## Data for this exercise

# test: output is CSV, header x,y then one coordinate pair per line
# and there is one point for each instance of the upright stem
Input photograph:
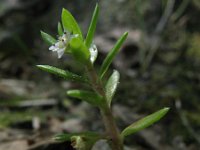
x,y
108,119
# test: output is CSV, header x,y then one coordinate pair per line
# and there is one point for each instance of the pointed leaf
x,y
60,30
48,38
92,27
111,86
90,97
109,58
79,50
62,73
70,24
144,123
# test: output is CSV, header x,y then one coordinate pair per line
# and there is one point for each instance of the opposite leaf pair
x,y
83,50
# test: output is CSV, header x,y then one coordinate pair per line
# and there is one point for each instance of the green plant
x,y
72,42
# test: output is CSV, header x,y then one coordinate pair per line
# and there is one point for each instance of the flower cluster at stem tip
x,y
62,43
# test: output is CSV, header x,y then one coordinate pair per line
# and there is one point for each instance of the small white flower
x,y
61,45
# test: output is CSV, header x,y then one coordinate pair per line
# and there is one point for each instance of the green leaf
x,y
144,123
90,97
48,38
60,30
79,50
92,27
109,58
111,86
62,73
70,24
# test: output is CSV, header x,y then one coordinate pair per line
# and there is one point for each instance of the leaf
x,y
93,53
92,27
144,122
48,38
109,58
90,97
60,30
62,73
70,24
79,50
111,86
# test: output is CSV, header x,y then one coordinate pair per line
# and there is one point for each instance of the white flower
x,y
61,45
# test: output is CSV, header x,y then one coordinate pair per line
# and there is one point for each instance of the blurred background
x,y
159,66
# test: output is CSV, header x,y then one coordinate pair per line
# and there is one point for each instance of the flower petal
x,y
60,52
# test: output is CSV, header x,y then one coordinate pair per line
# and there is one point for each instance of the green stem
x,y
108,119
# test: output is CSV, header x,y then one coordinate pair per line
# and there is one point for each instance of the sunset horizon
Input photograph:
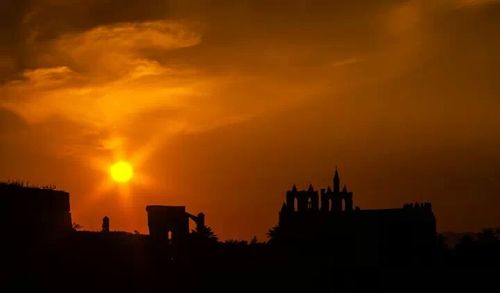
x,y
223,106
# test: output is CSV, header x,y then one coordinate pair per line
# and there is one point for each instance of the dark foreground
x,y
122,262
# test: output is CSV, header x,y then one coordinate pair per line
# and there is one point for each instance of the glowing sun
x,y
121,171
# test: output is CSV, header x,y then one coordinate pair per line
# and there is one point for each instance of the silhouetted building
x,y
354,236
171,222
33,212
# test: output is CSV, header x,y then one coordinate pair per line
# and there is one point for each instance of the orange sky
x,y
222,105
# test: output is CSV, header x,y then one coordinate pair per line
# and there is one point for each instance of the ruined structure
x,y
32,212
354,236
171,222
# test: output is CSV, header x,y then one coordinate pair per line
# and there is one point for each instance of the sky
x,y
222,105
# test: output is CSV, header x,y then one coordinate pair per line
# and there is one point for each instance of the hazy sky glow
x,y
222,105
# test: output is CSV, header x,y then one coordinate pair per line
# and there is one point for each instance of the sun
x,y
121,171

## Your goal
Copy out every line of the listing above that includes the word "green".

## Answer in full
# and there is one point for each instance of the green plant
# and there is one point for each instance of the green leaf
# and there is one point for each instance of the green stem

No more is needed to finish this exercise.